§ **EXERCISE DESCRIPTION**: Below are some records. Return exactly the lines from the one containing "Phrase -- building facade" through the one containing "Phrase -- bell tower", both included, and only those.

--- DATA SECTION ---

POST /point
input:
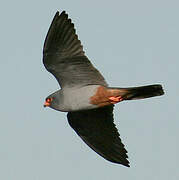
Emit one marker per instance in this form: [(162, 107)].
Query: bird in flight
[(84, 93)]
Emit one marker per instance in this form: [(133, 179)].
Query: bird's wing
[(97, 130), (64, 57)]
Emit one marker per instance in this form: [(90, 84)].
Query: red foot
[(115, 99)]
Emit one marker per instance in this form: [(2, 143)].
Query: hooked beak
[(46, 104)]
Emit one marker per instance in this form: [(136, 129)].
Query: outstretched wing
[(64, 57), (97, 130)]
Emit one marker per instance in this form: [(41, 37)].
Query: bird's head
[(52, 100), (48, 101)]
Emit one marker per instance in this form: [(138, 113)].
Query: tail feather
[(141, 92)]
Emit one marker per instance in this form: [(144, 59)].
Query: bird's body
[(84, 93)]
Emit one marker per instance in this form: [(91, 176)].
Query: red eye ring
[(49, 100)]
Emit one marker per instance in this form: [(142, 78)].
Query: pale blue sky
[(132, 43)]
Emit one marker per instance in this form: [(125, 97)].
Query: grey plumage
[(80, 81)]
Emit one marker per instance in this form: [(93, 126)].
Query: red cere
[(49, 100)]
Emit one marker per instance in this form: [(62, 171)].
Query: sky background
[(132, 43)]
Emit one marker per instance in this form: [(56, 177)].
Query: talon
[(115, 99)]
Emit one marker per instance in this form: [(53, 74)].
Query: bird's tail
[(141, 92)]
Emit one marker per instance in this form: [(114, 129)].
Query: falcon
[(84, 93)]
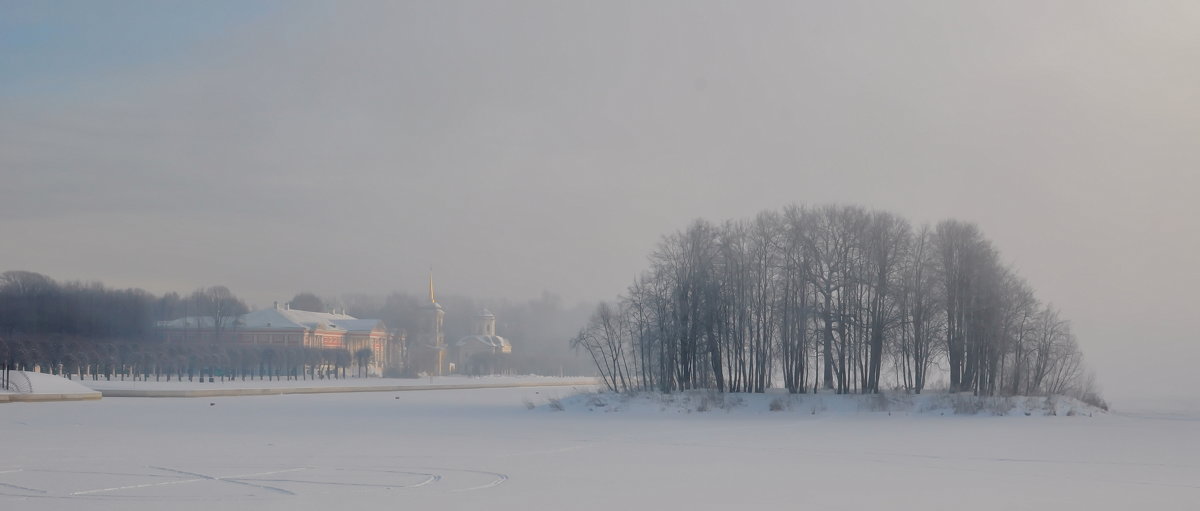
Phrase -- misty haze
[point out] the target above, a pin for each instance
(526, 254)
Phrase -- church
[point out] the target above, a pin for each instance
(479, 353)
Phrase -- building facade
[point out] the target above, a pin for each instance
(285, 326)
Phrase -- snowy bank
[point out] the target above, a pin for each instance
(888, 403)
(39, 386)
(202, 388)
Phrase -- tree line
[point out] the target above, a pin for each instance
(838, 298)
(85, 328)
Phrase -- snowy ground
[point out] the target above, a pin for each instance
(484, 449)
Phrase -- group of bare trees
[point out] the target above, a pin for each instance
(834, 298)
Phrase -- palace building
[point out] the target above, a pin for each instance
(285, 326)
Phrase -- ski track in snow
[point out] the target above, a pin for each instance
(261, 480)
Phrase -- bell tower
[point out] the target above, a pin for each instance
(432, 340)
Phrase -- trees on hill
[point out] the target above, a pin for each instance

---

§ **OUTPUT OF THE TASK**:
Phrase -- building facade
[point out] the target above, a pin for each instance
(285, 326)
Phrase -- snowy bank
[point out] the target above, a pin for each instance
(888, 403)
(39, 386)
(202, 388)
Phrase -- tree line
[point out] the target above, a pin for each instance
(838, 298)
(85, 328)
Phrase -- snowy ground
[point out] the target above, a pin for each instance
(484, 449)
Phrase -- group of bare trees
[point out] the target above, a pin for each instance
(834, 298)
Phrase -- palace building
[point out] the target above, a pin for each instance
(285, 326)
Phrase -- ski track in snow
[point out] the target above, a pin for each instance
(261, 480)
Phrase -- bell tower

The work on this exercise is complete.